> Short problem
Please quote the listing word for word, from its start through the line containing "x=58, y=178", leaving out the pictures.

::::

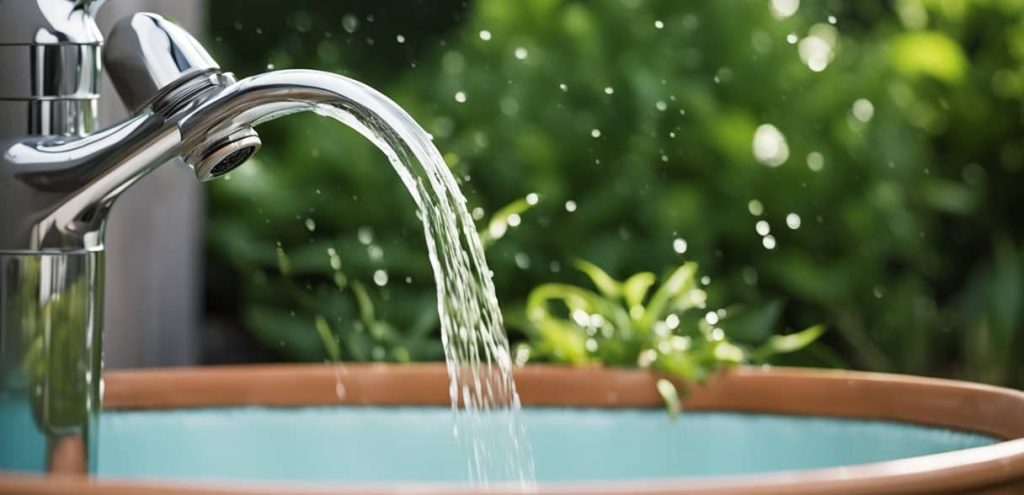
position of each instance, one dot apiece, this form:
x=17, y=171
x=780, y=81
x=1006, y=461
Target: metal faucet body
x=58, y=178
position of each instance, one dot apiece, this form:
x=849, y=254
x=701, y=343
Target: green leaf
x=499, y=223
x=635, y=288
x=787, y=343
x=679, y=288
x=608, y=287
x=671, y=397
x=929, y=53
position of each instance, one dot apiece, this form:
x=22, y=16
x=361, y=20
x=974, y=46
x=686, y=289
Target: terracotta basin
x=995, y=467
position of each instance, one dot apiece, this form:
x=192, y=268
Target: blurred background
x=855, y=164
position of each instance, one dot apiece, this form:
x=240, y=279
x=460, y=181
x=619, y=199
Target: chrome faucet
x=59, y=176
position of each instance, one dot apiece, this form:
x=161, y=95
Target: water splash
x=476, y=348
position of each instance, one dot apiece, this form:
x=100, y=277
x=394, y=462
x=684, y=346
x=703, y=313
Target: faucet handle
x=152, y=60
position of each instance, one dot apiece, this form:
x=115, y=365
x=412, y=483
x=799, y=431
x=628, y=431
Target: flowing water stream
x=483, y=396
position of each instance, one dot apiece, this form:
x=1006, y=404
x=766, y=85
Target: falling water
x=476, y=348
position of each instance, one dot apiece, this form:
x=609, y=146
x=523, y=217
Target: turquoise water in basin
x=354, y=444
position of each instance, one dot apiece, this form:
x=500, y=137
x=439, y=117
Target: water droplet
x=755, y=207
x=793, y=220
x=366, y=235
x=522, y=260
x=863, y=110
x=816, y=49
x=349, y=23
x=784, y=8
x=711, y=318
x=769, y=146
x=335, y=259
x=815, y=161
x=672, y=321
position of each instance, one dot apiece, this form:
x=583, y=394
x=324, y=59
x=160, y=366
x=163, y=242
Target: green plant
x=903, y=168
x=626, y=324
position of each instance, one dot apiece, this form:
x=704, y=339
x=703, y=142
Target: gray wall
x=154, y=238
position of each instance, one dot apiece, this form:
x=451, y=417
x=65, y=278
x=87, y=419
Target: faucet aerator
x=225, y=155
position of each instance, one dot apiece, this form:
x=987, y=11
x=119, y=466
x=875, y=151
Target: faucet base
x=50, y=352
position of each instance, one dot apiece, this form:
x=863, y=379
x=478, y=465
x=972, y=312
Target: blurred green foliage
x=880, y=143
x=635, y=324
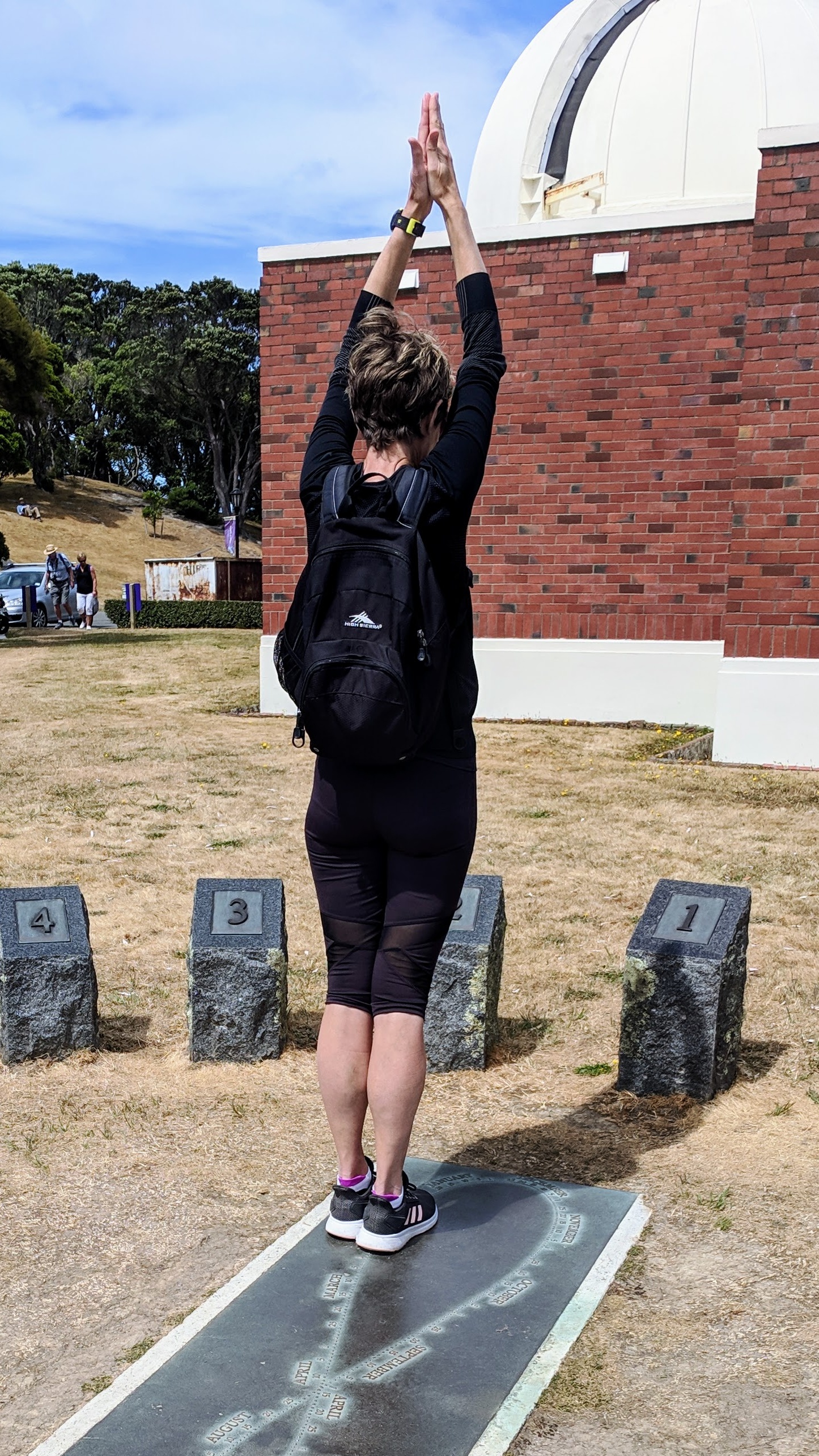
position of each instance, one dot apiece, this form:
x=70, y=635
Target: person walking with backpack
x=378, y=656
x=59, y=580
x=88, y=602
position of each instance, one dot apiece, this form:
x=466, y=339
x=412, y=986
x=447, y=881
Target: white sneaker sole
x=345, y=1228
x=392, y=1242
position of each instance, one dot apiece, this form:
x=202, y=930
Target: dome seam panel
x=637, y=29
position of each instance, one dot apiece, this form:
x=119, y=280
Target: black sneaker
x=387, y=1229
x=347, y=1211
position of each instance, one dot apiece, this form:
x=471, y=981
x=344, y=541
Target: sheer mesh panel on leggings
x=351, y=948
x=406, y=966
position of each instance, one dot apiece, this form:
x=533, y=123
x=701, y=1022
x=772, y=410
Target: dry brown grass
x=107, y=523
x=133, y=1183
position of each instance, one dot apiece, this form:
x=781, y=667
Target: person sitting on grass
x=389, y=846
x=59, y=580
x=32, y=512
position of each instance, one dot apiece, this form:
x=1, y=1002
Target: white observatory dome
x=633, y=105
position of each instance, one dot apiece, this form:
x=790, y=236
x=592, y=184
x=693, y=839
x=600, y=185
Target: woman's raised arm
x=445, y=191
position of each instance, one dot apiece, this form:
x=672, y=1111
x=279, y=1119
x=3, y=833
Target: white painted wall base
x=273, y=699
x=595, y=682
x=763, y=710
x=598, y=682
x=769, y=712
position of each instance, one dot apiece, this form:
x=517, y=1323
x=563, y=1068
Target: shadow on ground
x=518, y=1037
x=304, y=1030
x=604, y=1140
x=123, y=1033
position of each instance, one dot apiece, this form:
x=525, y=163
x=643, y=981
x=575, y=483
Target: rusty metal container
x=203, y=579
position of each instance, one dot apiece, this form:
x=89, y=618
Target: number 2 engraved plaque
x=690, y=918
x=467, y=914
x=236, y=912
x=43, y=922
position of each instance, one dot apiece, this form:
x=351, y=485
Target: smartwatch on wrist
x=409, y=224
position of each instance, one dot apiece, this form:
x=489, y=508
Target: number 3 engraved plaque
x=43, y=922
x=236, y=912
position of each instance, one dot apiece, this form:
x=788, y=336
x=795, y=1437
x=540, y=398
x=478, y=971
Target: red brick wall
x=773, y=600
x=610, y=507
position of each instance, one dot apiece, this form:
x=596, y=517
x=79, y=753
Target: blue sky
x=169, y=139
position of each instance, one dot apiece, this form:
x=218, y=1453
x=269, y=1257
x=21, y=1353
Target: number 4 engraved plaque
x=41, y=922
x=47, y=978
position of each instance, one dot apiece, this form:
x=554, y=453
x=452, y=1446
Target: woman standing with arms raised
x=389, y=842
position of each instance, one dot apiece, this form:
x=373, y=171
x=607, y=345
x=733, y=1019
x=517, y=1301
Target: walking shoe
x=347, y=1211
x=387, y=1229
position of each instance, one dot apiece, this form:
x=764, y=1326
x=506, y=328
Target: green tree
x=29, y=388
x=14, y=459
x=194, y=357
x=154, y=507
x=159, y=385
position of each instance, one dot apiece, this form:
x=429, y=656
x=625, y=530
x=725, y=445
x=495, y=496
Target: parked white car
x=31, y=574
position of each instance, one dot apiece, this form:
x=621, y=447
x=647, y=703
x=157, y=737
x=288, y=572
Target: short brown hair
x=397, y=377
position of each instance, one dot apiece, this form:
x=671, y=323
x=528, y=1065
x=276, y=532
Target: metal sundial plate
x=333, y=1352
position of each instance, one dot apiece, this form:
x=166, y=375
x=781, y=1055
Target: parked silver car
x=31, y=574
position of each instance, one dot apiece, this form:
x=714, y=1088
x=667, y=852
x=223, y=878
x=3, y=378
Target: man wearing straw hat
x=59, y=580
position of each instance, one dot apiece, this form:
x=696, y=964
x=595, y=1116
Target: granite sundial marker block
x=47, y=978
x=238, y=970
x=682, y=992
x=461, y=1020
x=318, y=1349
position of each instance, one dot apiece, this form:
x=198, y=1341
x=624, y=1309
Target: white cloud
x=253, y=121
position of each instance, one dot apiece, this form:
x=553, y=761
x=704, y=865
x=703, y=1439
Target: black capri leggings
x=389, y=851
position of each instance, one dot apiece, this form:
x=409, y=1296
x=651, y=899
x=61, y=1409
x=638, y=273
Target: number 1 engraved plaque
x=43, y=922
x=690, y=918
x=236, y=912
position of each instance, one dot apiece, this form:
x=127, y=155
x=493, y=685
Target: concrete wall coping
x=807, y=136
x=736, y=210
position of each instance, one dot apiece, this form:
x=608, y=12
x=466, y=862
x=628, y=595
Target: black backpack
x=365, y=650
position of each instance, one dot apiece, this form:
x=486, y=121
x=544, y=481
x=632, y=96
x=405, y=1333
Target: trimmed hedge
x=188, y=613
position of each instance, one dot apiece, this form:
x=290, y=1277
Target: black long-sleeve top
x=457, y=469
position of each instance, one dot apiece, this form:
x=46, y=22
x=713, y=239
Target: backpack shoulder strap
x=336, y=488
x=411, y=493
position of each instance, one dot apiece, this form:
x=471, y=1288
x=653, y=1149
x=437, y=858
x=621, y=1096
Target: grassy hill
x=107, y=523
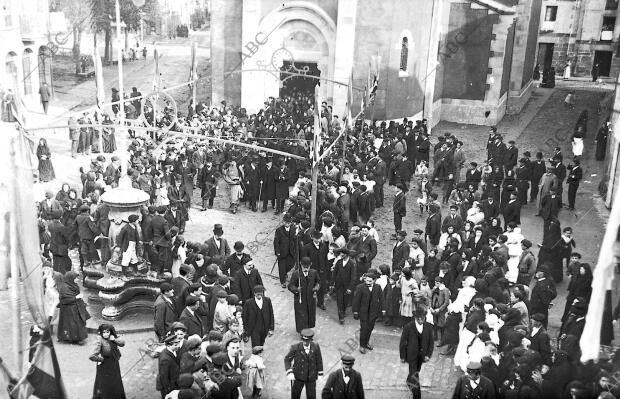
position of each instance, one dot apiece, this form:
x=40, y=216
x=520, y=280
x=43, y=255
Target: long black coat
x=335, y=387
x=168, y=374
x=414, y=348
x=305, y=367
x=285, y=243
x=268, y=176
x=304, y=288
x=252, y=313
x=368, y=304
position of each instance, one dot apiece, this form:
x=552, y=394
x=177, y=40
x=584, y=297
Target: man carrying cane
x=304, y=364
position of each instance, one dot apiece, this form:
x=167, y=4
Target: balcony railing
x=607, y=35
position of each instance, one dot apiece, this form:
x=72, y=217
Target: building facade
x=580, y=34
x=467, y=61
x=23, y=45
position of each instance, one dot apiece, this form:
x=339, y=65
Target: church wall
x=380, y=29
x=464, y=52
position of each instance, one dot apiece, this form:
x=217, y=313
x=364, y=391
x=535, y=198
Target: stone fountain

::::

> Worked solution
position of each instance, one dot apiece, this form:
x=17, y=171
x=780, y=81
x=1006, y=461
Target: metal faucet body
x=58, y=178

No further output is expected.